=== PAGE EXCERPT ===

Before Your Success Story With River Pools and Spas Had You Ever Had Any Experience in Cyber Marketing or Blogging?

Matthew Loomis: It really is an incredible story.

I’m just curious Marcus, before your experience with the River Pools and Spas blog and content marketing.

Had you done any previous blogging even if it was for fun or anything like that?

Marcus Sheridan: Not really.

I was a pretty bad writer at first.

But I never had a choice, right? You know we had a financial gun to our head. And I think this is the part Matt that a lot of people and a lot of businesses have forgotten.

It’s almost like as a society we’re saying ”there’s no time for crawling.” ¬†You have to walk and you have to walk immediately in your infancy and that’s not fair.

That’s not realistic.

If you look at every business of all the departments of said businesses there’s a period of maturity and hopefully an eternal period of progress. And so the goal of content and integrating content into your sales and marketing process is not perfection.

It’s always progress and the people that remember that, tend to be much more successful.

=== DATA ENTRIES ===
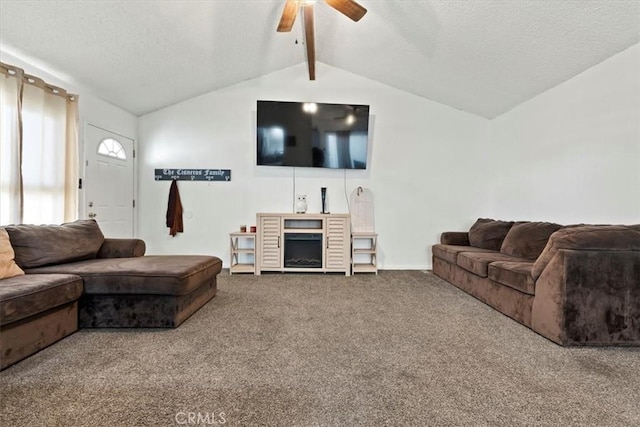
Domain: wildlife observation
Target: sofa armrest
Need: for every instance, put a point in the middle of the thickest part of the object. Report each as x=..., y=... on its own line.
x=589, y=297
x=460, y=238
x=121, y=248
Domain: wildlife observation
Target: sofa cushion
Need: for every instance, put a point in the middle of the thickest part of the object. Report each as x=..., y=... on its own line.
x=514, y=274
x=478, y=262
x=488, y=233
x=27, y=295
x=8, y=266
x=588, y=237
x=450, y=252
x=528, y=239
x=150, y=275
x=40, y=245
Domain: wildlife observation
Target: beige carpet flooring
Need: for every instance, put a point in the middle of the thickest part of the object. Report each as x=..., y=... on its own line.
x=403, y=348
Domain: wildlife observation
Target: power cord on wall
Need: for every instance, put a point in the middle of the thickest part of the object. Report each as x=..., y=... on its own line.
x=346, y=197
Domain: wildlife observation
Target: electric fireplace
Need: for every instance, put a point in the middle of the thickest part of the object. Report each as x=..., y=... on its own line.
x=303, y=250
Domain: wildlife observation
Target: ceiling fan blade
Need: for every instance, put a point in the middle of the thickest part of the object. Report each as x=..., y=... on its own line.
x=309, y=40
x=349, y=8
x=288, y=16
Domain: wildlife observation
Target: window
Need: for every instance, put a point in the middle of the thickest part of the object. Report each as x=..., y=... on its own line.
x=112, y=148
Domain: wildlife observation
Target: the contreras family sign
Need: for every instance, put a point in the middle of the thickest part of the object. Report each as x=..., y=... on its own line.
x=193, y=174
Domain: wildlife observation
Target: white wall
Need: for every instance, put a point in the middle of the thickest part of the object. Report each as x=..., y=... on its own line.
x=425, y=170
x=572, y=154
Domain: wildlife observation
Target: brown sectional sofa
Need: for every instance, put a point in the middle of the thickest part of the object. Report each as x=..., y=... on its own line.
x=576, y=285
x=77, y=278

=== PROBLEM A ===
Answer these questions from the interview excerpt:
(i) How does Marcus Sheridan describe himself as a writer at first?
(ii) What does he say they had to their head?
(iii) What does he say the goal of integrating content into the sales and marketing process is not?
=== PROBLEM B ===
Decide whether each statement agrees with the interview excerpt:
(i) Before the River Pools and Spas blog, Marcus Sheridan had done a good deal of blogging for fun.
(ii) Sheridan says every department of a business has a period of maturity.
(iii) Sheridan says people who remember that the goal is progress tend to be more successful.
Rely only on the interview excerpt, not on the listing.

=== COMPLETE ANSWER A ===
(i) A pretty bad writer.
(ii) A financial gun.
(iii) Perfection.

=== COMPLETE ANSWER B ===
(i) No: "Not really."
(ii) Yes: "If you look at every business of all the departments of said businesses there’s a period of maturity"
(iii) Yes: "It’s always progress and the people that remember that, tend to be much more successful."